#### Document:

▬▬▬▬▬▬▬▬▬▬

Merge pull request #42580 from hanfei1991/fei/limit_max_rows

fix behaviour of max_rows_to_read for trival limit queries
2024-09-20 16:50:48 +00:00 · 2022-10-26 14:09:59 +02:00 · 2022-10-26 14:09:59 +02:00 · 219553df8d
commit 219553df8d
parent 576e6dd9aa 8f00d0d1cc
8 changed files with 82 additions and 17 deletions
--- a/src/Interpreters/InterpreterSelectQuery.cpp
+++ b/src/Interpreters/InterpreterSelectQuery.cpp
@ -2146,6 +2146,8 @@ void InterpreterSelectQuery::executeFetchColumns(QueryProcessingStage::Enum proc

    auto [limit_length, limit_offset] = getLimitLengthAndOffset(query, context);

+    auto local_limits = getStorageLimits(*context, options);
+
    /** Optimization - if not specified DISTINCT, WHERE, GROUP, HAVING, ORDER, JOIN, LIMIT BY, WITH TIES
     *  but LIMIT is specified, and limit + offset < max_block_size,
     *  then as the block size we will use limit + offset (not to read more from the table than requested),
@ -2164,17 +2166,22 @@ void InterpreterSelectQuery::executeFetchColumns(QueryProcessingStage::Enum proc
        && !query_analyzer->hasAggregation()
        && !query_analyzer->hasWindow()
        && query.limitLength()
-        && limit_length <= std::numeric_limits<UInt64>::max() - limit_offset
-        && limit_length + limit_offset < max_block_size)
+        && limit_length <= std::numeric_limits<UInt64>::max() - limit_offset)

▬▬▬▬▬▬▬▬▬▬

#### What this exercise asks:
**a)** How many files does the merge commit change?
**b)** Please resume the merge commit diff after its last line.
The records have no connection to the merge commit.

▬▬▬▬▬▬▬▬▬▬

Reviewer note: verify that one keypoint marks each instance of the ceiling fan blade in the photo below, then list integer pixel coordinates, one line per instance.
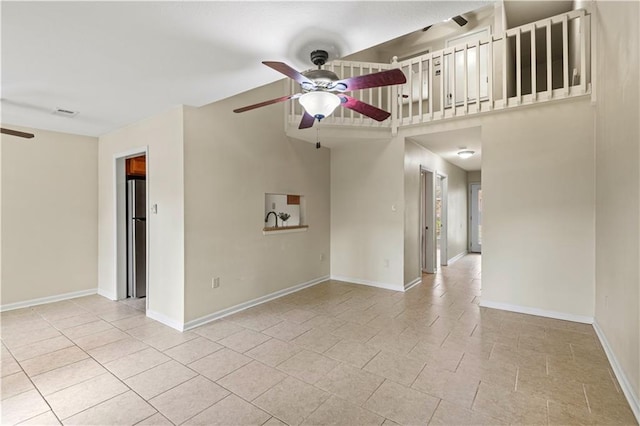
(364, 108)
(269, 102)
(378, 79)
(16, 133)
(307, 121)
(289, 72)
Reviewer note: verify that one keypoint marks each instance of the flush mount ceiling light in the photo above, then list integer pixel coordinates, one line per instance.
(319, 104)
(465, 153)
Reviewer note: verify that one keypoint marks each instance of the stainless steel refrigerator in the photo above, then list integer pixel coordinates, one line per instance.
(136, 238)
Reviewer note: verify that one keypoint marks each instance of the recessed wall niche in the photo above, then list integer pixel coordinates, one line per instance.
(283, 212)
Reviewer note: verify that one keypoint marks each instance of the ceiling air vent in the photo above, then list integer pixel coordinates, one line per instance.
(65, 112)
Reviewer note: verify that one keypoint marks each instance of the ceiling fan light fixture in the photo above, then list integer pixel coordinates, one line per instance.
(319, 104)
(465, 154)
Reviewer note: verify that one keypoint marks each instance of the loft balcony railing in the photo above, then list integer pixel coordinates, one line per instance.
(538, 62)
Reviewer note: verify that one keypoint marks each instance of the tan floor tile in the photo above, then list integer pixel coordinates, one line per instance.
(169, 338)
(230, 411)
(53, 360)
(148, 330)
(22, 407)
(14, 384)
(308, 366)
(21, 338)
(254, 320)
(350, 383)
(9, 366)
(509, 406)
(401, 404)
(324, 323)
(42, 347)
(357, 332)
(77, 398)
(102, 338)
(449, 413)
(291, 400)
(338, 412)
(188, 399)
(193, 350)
(448, 359)
(503, 374)
(606, 402)
(45, 419)
(136, 363)
(444, 384)
(286, 330)
(244, 340)
(252, 380)
(74, 321)
(400, 344)
(352, 352)
(155, 420)
(316, 340)
(69, 375)
(274, 422)
(132, 322)
(273, 352)
(219, 364)
(86, 329)
(118, 349)
(124, 409)
(218, 329)
(297, 315)
(397, 368)
(159, 379)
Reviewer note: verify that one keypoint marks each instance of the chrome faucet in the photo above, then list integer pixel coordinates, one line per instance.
(266, 219)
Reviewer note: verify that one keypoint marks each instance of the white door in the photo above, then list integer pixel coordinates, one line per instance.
(475, 219)
(457, 64)
(427, 222)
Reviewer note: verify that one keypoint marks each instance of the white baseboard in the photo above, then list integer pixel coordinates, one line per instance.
(242, 306)
(109, 295)
(535, 311)
(412, 284)
(457, 257)
(627, 389)
(165, 320)
(386, 286)
(48, 299)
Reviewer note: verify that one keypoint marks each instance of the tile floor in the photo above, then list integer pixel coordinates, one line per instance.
(334, 353)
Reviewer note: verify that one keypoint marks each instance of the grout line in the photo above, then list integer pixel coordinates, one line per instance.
(586, 398)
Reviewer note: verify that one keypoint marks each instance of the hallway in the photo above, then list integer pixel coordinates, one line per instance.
(335, 353)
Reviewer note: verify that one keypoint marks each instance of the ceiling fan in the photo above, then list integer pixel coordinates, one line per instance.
(319, 87)
(16, 133)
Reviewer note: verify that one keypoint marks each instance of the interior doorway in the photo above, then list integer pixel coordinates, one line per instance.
(440, 206)
(132, 228)
(428, 242)
(475, 218)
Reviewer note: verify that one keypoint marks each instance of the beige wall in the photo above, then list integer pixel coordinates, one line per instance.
(367, 237)
(49, 213)
(618, 185)
(473, 177)
(231, 161)
(538, 209)
(162, 136)
(416, 156)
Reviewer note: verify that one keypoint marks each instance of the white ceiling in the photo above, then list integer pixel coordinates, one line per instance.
(119, 62)
(448, 144)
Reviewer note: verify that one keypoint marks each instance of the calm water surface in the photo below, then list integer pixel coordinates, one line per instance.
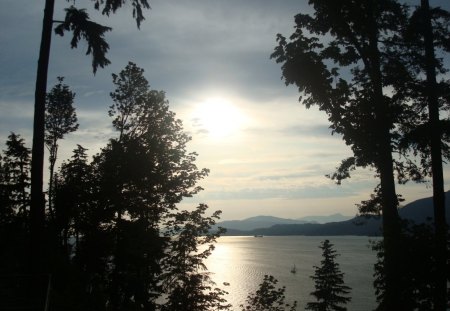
(243, 261)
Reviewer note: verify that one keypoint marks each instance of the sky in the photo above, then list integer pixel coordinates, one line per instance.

▬▬▬▬▬▬▬▬▬▬

#### Results of the exercise:
**a)** Eight files.

**b)**
    {
-        max_block_size = std::max<UInt64>(1, limit_length + limit_offset);
-        max_threads_execute_query = max_streams = 1;
+        if (limit_length + limit_offset < max_block_size)
+        {
+            max_block_size = std::max<UInt64>(1, limit_length + limit_offset);
+            max_threads_execute_query = max_streams = 1;
+        }
+        if (limit_length + limit_offset < local_limits.local_limits.size_limits.max_rows)
+        {
+            query_info.limit = limit_length + limit_offset;
+        }
    }

    if (!max_block_size)
        throw Exception("Setting 'max_block_size' cannot be zero", ErrorCodes::PARAMETER_OUT_OF_BOUND);

-    auto local_limits = getStorageLimits(*context, options);
    storage_limits.emplace_back(local_limits);

    /// Initialize the initial data streams to which the query transforms are superimposed. Table or subquery or prepared input?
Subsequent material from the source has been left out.